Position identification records
· · · · ·

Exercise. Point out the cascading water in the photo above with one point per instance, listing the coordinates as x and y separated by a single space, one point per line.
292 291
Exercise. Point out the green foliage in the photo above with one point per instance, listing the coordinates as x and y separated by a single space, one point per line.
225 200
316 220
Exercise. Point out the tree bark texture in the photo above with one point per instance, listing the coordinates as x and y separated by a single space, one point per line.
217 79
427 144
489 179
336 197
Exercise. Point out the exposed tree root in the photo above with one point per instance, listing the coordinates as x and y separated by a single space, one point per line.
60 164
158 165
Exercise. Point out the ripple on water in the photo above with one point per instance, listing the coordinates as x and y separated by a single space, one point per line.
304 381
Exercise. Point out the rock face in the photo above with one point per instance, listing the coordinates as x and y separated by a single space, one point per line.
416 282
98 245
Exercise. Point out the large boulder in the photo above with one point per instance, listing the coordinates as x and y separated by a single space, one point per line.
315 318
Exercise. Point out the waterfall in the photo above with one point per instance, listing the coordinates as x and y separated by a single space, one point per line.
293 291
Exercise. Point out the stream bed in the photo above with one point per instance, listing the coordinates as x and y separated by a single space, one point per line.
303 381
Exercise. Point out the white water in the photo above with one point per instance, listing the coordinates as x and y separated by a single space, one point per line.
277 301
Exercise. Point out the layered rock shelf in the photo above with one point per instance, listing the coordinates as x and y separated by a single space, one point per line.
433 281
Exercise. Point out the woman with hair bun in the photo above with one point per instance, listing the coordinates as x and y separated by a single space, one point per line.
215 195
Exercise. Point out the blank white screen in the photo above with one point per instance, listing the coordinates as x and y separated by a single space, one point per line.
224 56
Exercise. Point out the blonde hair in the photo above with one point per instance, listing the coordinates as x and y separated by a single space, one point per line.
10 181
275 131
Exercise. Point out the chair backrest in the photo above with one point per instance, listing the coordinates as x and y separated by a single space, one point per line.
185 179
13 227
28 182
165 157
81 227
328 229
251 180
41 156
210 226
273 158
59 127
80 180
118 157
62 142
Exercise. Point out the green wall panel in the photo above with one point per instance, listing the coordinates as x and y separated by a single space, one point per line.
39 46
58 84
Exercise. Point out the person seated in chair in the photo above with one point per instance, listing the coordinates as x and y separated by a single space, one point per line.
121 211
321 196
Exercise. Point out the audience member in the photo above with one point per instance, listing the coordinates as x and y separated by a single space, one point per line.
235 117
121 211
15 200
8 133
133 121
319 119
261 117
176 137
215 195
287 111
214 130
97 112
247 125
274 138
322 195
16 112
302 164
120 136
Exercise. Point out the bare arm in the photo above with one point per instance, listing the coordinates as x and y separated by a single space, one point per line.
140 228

· · · · ·

## SET PROBLEM
Put every line above into a JSON list of strings, with one string per line and blank lines skipped.

## CORRECT OUTPUT
[
  "Exercise. Point out the cascading water in the photo above with one point per instance, listing the coordinates as x and y separated by a single space, one point per line.",
  "292 291",
  "Exercise. Point out the green foliage in the photo above with one point per instance, listing the coordinates as x and y separated by a single space, one point per line.",
  "225 200",
  "316 220",
  "Exercise. Point out the tree bark texture in the photo above with one point per instance, listing the coordinates as x and y separated by a single space, one point per line.",
  "217 79",
  "427 144",
  "489 179",
  "336 197",
  "Exercise. Point out the exposed tree root in the photo above with one point per instance, listing the coordinates as x and y separated by a single space, one point per line.",
  "60 164",
  "158 165",
  "Exercise. Point out the ripple on water in the photo above with one point per instance, listing the coordinates as x and y separated by a single space, one point per line.",
  "304 381",
  "Exercise. Point out the rock face in the photo above with one point per instance, listing the coordinates as x and y separated by a single space, one point per line.",
  "416 282",
  "98 245",
  "Exercise. Point out the large boulder in the photo above with one point per instance, listing the coordinates as x and y separated by a single space, one point per line.",
  "315 318",
  "Exercise. Point out the waterfall in the photo above with one point per instance, listing the coordinates as x and y separated by a single space, one point per line.",
  "293 291",
  "Exercise. Point out the stream bed in the photo above with one point per instance, listing the coordinates as x and y separated by a single space, one point per line.",
  "303 381",
  "Exercise. Point out the white water in the photo above with one point per instance, listing the coordinates as x and y separated by a single space, one point per line.",
  "277 301",
  "Exercise. Point out the layered rock shelf in the photo above with one point per instance, listing the coordinates as x and y separated by a single space, one point per line.",
  "433 281",
  "Exercise. Point out the woman with hair bun in the photo above with one point per instance, listing the coordinates as x and y separated by a single space, one point per line.",
  "215 195",
  "Exercise. Point out the blank white screen in the photo above with one point per instance, listing the coordinates as x and y separated by a single space, one point per line.",
  "224 56",
  "Exercise. Point out the blonde hair in the photo above with one point per instance, listing the coordinates as x and y separated by a single space, one point per line.",
  "10 181",
  "275 131",
  "Exercise. Point out the chair backrest in the photo above with one point per instance, listing the coordinates as x and y separated by a single space, one point per line.",
  "185 179",
  "13 227",
  "28 182",
  "165 157",
  "81 227",
  "328 229",
  "251 180",
  "41 156",
  "210 226",
  "273 158",
  "59 127",
  "80 180",
  "118 157",
  "62 142",
  "Exercise. Point out the green wall panel in the photo above with one point per instance, listing the coordinates as x and y separated by a single space, one point per line.",
  "39 46",
  "58 84",
  "Exercise. Point out the person seated in chair in the photo above with one point per instance, listing the coordinates as x and y separated by a single space, one point per line.",
  "121 211",
  "321 196",
  "Exercise. Point out the audience member in the photo above with one point per instance, listing the coordinates as x and y separated by a single space, one point per line.",
  "235 117",
  "121 211",
  "15 200",
  "8 133",
  "133 121",
  "319 119",
  "261 117",
  "176 137",
  "215 195",
  "287 111",
  "214 130",
  "97 112",
  "247 125",
  "274 138",
  "322 195",
  "16 112",
  "302 164",
  "120 136",
  "Exercise. Point out the bare arm in the photo above with one point per instance, listing the coordinates as x and y separated by a single space, one point per line.",
  "140 228"
]